**Problem description:**
Provide an exact copy of the data, excluding the images.

**Data supplied:**
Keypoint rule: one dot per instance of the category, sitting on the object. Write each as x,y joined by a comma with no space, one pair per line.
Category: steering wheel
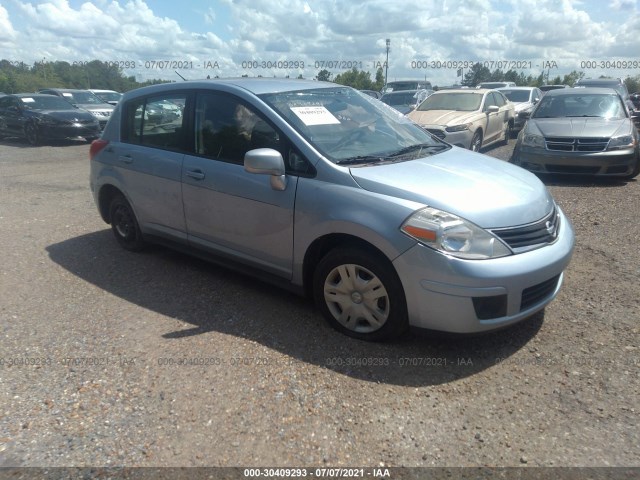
352,136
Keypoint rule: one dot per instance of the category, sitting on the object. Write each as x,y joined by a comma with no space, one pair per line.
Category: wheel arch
106,195
323,245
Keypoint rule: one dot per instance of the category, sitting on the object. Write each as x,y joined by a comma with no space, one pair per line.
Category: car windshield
46,102
576,105
347,126
463,101
517,96
84,98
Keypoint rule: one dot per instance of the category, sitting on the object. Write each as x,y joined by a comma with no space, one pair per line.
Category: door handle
195,174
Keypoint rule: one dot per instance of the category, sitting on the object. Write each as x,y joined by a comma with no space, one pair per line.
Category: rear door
148,162
229,211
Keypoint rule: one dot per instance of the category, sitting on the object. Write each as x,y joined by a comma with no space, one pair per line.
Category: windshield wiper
420,147
360,160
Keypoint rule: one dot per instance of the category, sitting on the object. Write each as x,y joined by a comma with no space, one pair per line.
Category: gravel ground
111,358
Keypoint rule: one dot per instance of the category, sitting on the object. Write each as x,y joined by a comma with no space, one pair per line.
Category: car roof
32,95
256,86
599,81
579,91
66,90
405,92
475,91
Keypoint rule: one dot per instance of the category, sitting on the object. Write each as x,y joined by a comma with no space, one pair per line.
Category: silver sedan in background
584,131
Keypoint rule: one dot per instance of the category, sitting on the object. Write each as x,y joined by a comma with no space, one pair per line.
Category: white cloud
7,33
234,31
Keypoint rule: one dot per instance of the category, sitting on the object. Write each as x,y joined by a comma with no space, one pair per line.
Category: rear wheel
476,141
360,294
125,225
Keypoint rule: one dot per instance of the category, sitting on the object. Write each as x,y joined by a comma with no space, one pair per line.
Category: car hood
520,106
92,107
442,117
489,192
578,127
65,115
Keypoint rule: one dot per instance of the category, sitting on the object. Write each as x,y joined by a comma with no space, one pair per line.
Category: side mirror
267,161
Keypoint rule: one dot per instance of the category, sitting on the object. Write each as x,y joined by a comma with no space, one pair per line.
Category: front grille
575,169
437,132
537,293
570,144
533,235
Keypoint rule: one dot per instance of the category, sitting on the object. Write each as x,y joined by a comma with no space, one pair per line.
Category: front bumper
468,296
610,163
64,132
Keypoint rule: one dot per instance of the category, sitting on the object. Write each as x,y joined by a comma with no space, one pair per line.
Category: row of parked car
56,114
588,129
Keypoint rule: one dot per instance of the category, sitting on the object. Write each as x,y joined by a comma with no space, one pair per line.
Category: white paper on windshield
315,115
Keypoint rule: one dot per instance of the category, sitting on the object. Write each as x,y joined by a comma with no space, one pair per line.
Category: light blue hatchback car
329,192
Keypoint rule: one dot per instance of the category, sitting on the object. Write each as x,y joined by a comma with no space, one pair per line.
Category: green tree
632,83
477,74
324,76
356,78
379,80
572,78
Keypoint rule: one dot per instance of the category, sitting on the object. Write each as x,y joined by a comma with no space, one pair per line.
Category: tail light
96,147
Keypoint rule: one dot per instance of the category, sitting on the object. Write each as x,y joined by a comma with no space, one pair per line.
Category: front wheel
360,294
125,225
31,134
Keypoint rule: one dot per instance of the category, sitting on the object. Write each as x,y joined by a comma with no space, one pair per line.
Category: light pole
386,65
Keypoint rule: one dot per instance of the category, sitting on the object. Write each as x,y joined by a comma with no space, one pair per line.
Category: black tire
360,294
31,134
476,142
124,225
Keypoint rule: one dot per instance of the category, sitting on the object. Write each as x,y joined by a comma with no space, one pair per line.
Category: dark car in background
86,100
372,93
405,100
524,99
407,85
584,131
546,88
39,117
109,96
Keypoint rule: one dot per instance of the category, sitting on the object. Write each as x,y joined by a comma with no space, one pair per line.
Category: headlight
451,234
458,128
530,140
619,143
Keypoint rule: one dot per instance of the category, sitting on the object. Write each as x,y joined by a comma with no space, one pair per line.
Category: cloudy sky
428,38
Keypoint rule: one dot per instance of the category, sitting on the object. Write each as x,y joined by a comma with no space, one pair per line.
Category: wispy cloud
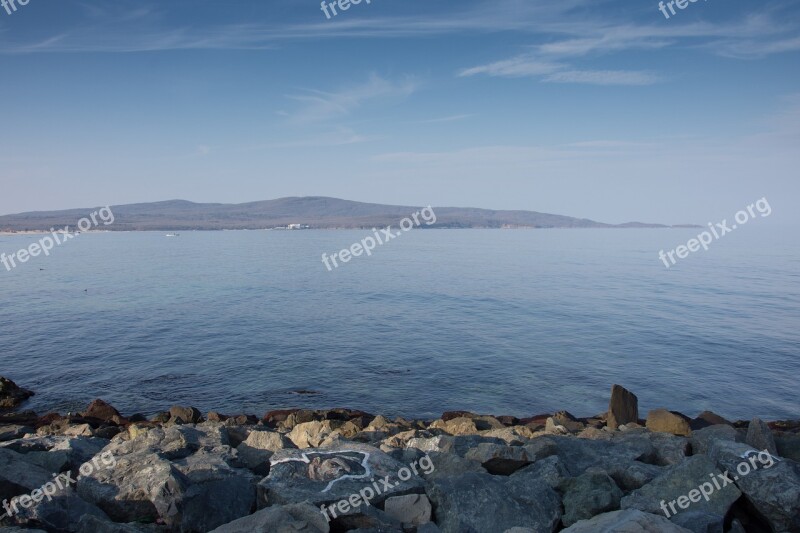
318,106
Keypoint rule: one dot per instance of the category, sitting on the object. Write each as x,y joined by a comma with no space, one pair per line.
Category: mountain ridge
318,212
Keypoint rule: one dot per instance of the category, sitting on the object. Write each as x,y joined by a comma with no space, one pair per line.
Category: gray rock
19,477
412,509
771,486
588,495
14,431
92,524
142,486
64,511
217,493
760,437
481,502
635,475
450,465
551,470
256,451
324,476
623,408
279,519
626,521
184,415
668,422
500,460
679,485
700,522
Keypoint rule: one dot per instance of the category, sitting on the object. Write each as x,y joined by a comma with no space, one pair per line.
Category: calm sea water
505,322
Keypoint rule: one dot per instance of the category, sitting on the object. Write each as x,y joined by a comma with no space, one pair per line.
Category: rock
623,407
18,476
412,509
11,395
450,464
92,524
279,519
678,490
700,522
312,434
626,521
499,460
588,495
324,476
635,475
103,412
481,502
513,436
142,486
63,512
552,427
702,439
760,437
184,415
256,451
217,493
708,418
668,422
772,487
14,432
457,426
550,470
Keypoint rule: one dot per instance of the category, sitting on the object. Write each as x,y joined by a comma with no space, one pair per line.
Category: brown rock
665,421
184,415
623,408
102,411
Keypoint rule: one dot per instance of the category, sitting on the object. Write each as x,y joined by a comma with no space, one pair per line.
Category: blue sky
591,108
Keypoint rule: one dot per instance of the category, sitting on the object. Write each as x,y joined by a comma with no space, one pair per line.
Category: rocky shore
342,470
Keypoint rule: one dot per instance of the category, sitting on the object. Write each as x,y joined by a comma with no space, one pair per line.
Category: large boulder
19,477
688,486
626,521
141,486
770,485
217,493
623,408
330,475
302,518
259,446
414,509
588,495
482,502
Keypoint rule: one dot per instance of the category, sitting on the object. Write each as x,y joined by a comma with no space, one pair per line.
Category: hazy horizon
601,110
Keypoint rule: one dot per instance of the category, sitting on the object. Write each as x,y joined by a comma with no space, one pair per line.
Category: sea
505,322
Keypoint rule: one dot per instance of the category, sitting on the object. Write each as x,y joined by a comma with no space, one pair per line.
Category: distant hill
315,211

**Answer for the task:**
Keypoint rule: one dot per instance of the category, sitting on the object. Write each as x,y joined by a comma with no space, one pair per line.
Category: steering wheel
352,136
Keypoint rule: one dot per instance of the category, sitting on the object. Write each as x,y joined by a comma with no space, one pair per line.
Category: wheel arch
106,195
323,245
Keypoint rule: one dot per instance of the category, sitting on the object. Write each as x,y joined by a comma with no space, one pair per line.
Category: car windshield
46,102
576,105
347,126
463,101
517,96
84,98
Keypoint rule: one dot per instance of the category, sitting on the object. Write each as x,y joined by a comma with no space, one pair per line.
Category: door handle
195,174
Keypoint rule: one dot per instance of the category, sitting on the object. Write each as x,y joined by a comma with no space, one pair per line.
Category: rear door
148,162
229,211
Keypoint rule: one dot per instance of the category, sitting on the object. Write each as x,y joined by a comma with no space, one pair per line.
Category: windshield wiper
420,147
360,160
Keypoint rule: one dot per instance of the category, sitting on the object. Write each as x,y joined by a comma with no space, one pair per line.
Category: gravel ground
111,358
Keypoint rule: one dot per instance of the category, sitting on the object. Write each as x,y joined by a comma with no space, one pair per line.
Category: car roof
32,95
256,86
599,81
579,91
66,90
405,92
475,91
Keypoint rule: one dot per instance of the category, sitting on the object. Write each as x,y joined by a comma with no space, one pair per line.
Category: silver sedan in background
584,131
Keypoint rule: one dot per instance of the category, sitting on the object. Write each as x,y joined by a comma with no space, one pair per line.
Category: white cloud
7,33
234,31
Keypoint rule: one dot per instance of the category, sitting on the object. Write each as x,y joined by a comma with no space, one pair per line.
Category: rear wheel
476,141
360,294
125,225
Keypoint rule: one dot per instance of the category, sitting on the object. Write each as x,y joined by a comma with no space, one pair per line.
Category: car hood
520,106
92,107
442,117
489,192
578,127
65,115
Keypoint rule: one dot per instance of the category, sitting on the object. Write each as x,y joined by a comma with no space, one pair per line.
Category: side mirror
267,161
Keypoint rule: one dot per instance of the category, sitting on the object. Write each as x,y joined by a comma with no space, one pair per line.
Category: front grille
575,169
437,132
537,293
570,144
533,235
Keypoint rule: one dot per instance of the category, sitting on the object. Write each as x,y joined by a comma with no space, one pair per line.
Category: front bumper
468,296
610,163
64,132
Keypoint rule: one dot per instance of the category, sitting on the object. Write each as x,y joined by a comma with no space, one pair per line.
Category: row of parked car
56,114
588,129
Keypoint rule: one dot per instance of the category, sitting on the object. Write each as x,y joined by a comma with no space, one pair per line.
Category: white paper on windshield
315,115
Keypoint rule: one dot per instance of the category, sitting on the object. Write each as x,y joined by a comma with no space, one pair per line.
Category: light blue hatchback car
329,192
Keypoint rule: one dot per instance of the category, sitting on the object. Write each as x,y joined by a comma with no space, one pair per line.
Category: green tree
632,83
477,74
324,76
356,78
379,80
572,78
Keypoint rule: one dot per instance of the category, sitting on the object. Write each as x,y joined by a comma with no space, one pair per line.
Category: tail light
96,147
Keypoint rule: one dot per instance of the category, sitting on the object. Write each as x,y joined by a comma with no space, one pair per line.
Category: front wheel
360,294
125,225
31,134
Keypoint rule: one dot per instance of the category, sitting on the object. Write each as x,y joined by a comma with no space, one pair per line.
Category: light pole
386,65
Keypoint rule: one dot per instance of the category, sitting on the object. Write each as x,y joined by a comma with no space, one pair per line.
Category: black tire
360,294
31,134
476,142
124,225
Keypoint rule: one dot per instance of the category, sitting on the object. Write each as x,y joined by a comma with no space, one pair per line.
Category: dark car in background
86,100
372,93
405,100
524,99
407,85
584,131
546,88
39,117
109,96
Keypoint rule: one dot per instance of the category, sitting on the object. Write each as x,y joined by a comma with no space, one pair per line.
Category: headlight
451,234
458,128
530,140
619,143
Keypoint rule: one dot per instance of the category, sitting on the object. Write each as x,y joined by a comma with no space, one pair per line.
Category: cloudy sky
428,38
Keypoint rule: one dot per instance of the category, sitting on the object. Write each as x,y joined by a comma with no space, one pair per line.
Category: wispy cloud
318,106
Keypoint rule: one dot per instance of the category, sitting on the object. Write each as x,y joined by a comma with no space, one pair per line.
Category: mountain ridge
318,212
Keypoint rule: one dot per instance of the category, sitting on the object. Write each as x,y joined by a comma with no space, one pair per line.
Category: gray rock
19,477
412,509
771,486
588,495
14,431
92,524
142,486
64,511
217,493
760,437
481,502
635,475
450,465
551,470
256,451
324,476
623,408
279,519
626,521
184,415
668,422
500,460
679,485
700,522
Keypoint rule: one dot per instance of the category, sitting on the object. Write each as x,y joined by a comma with no space, one pair per line.
Category: calm sea water
505,322
Keypoint rule: one dot per instance of the category, sitting on the object. Write each as x,y joined by a comma with no space, one pair per line.
Category: rock
623,407
18,476
412,509
11,395
450,464
92,524
279,519
678,490
700,522
312,434
626,521
499,460
588,495
324,476
635,475
103,412
481,502
513,436
142,486
63,512
552,427
702,439
760,437
184,415
256,451
217,493
708,418
668,422
772,487
14,432
457,426
550,470
Keypoint rule: one dot per instance of the category, sitting on the object. Write each as x,y joined by a comma with no space, one pair per line.
Category: brown rock
665,421
184,415
623,408
102,411
Keypoint rule: one dot per instance of the category, sitting on the object. Write each as x,y joined by a comma with no space, one pair per line.
Category: blue sky
591,108
Keypoint rule: one dot per instance of the category, sitting on the object. Write each as x,y joined by a comma with no space, one pair per line.
Category: rocky shore
342,470
Keypoint rule: one dot per instance of the category, sitting on the object. Write each as x,y joined by a comma with no space, one pair per line.
Category: large boulder
19,477
688,486
626,521
141,486
770,485
217,493
623,408
330,475
302,518
259,446
414,509
588,495
482,502
Keypoint rule: one dot per instance of the category, sitting on the object. Write each as x,y joined by a comma with no space, one pair per line.
Category: hazy horizon
601,110
Keypoint rule: one dot per instance of the category, sitting on the object. Write each as x,y joined by a comma with no space, one pair per line.
Category: sea
505,322
Keypoint rule: one dot per instance of the category, sitting on the object. Write each as x,y joined by a comma with no space, one pair per line.
Category: distant hill
315,211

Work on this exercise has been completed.